Extracted records
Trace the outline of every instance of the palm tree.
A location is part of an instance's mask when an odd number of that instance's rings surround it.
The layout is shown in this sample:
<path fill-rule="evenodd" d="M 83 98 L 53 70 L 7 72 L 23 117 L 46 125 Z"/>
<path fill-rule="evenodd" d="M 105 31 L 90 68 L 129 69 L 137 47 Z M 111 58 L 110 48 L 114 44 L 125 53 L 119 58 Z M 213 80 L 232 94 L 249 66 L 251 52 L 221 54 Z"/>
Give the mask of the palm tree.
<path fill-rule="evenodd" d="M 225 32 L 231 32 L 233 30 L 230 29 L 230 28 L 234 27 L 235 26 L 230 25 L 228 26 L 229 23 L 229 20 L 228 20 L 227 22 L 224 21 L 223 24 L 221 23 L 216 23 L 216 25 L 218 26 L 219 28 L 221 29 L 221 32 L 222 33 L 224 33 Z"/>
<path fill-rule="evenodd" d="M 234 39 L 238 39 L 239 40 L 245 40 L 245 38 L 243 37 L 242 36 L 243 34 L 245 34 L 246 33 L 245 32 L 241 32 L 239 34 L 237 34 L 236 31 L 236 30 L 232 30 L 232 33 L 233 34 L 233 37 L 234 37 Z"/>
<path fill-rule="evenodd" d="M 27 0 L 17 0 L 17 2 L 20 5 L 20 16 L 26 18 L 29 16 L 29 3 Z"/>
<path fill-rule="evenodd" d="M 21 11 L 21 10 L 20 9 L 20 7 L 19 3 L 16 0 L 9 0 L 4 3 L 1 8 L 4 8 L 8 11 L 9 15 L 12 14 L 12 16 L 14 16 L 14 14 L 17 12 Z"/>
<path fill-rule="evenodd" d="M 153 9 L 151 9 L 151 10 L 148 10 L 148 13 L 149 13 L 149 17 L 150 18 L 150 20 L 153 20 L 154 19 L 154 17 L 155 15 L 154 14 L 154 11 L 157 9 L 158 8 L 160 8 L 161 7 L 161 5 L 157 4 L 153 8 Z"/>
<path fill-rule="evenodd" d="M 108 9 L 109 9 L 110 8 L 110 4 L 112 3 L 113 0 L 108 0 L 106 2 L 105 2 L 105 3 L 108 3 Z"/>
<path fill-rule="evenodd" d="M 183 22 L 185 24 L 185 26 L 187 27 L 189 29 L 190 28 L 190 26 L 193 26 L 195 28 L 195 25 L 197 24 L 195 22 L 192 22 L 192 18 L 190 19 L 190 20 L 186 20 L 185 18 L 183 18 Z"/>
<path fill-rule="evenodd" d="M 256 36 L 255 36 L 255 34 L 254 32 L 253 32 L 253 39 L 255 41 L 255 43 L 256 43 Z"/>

— What is asked —
Every line above needs to be retyped exactly.

— The completed task —
Trace the outline of every instance of the palm tree.
A location is part of an instance's mask when an odd number of that instance's rings surround it.
The layout is shown in this sample:
<path fill-rule="evenodd" d="M 83 98 L 53 70 L 7 72 L 23 117 L 46 125 Z"/>
<path fill-rule="evenodd" d="M 105 31 L 90 68 L 129 69 L 137 47 Z M 111 58 L 110 48 L 114 44 L 125 53 L 119 58 Z M 213 80 L 232 94 L 249 66 L 251 52 L 221 54 Z"/>
Give the mask of the palm tree.
<path fill-rule="evenodd" d="M 225 32 L 231 32 L 233 30 L 230 29 L 230 28 L 234 27 L 235 26 L 230 25 L 228 26 L 229 23 L 229 20 L 228 20 L 227 22 L 224 21 L 223 24 L 221 23 L 216 23 L 216 25 L 218 26 L 219 28 L 221 29 L 221 32 L 222 33 L 224 33 Z"/>
<path fill-rule="evenodd" d="M 234 39 L 238 39 L 239 40 L 245 40 L 245 38 L 243 37 L 242 36 L 243 34 L 245 34 L 246 33 L 245 32 L 241 32 L 239 34 L 237 34 L 236 31 L 236 30 L 232 30 L 232 33 L 233 34 L 233 37 L 234 37 Z"/>
<path fill-rule="evenodd" d="M 27 0 L 17 0 L 17 2 L 20 5 L 20 16 L 26 18 L 29 16 L 29 3 Z"/>
<path fill-rule="evenodd" d="M 21 11 L 21 10 L 20 9 L 20 7 L 19 3 L 16 0 L 9 0 L 4 3 L 1 8 L 4 8 L 8 11 L 9 15 L 12 14 L 12 16 L 14 16 L 14 14 L 17 12 Z"/>
<path fill-rule="evenodd" d="M 153 9 L 151 9 L 151 10 L 148 10 L 148 13 L 149 13 L 149 17 L 150 18 L 150 20 L 153 20 L 154 19 L 154 17 L 155 15 L 154 14 L 154 11 L 157 9 L 158 8 L 160 8 L 161 7 L 161 5 L 157 4 L 153 8 Z"/>
<path fill-rule="evenodd" d="M 108 9 L 109 9 L 110 8 L 110 4 L 112 3 L 113 0 L 108 0 L 106 2 L 105 2 L 105 3 L 108 3 Z"/>
<path fill-rule="evenodd" d="M 183 22 L 185 24 L 185 26 L 187 27 L 189 29 L 190 28 L 190 26 L 193 26 L 195 28 L 195 25 L 197 24 L 195 22 L 192 22 L 192 18 L 190 19 L 190 20 L 186 20 L 185 18 L 183 18 Z"/>
<path fill-rule="evenodd" d="M 256 36 L 255 36 L 255 34 L 254 32 L 253 32 L 253 39 L 255 41 L 255 43 L 256 43 Z"/>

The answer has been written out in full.